- SHORT TASK
Rewrite the entries with each occurrence of "gable wall" changed to "side wall" and everything else left as it is.

# start of MATERIAL FOR THE TASK

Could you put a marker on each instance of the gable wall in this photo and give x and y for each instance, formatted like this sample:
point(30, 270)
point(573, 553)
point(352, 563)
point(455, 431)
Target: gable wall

# end of MATERIAL FOR THE TASK

- OUTPUT BELOW
Could you put a marker on each instance of the side wall in this photo and give x and y for each instance, formatted like this sample:
point(30, 270)
point(573, 553)
point(352, 563)
point(455, 431)
Target: side wall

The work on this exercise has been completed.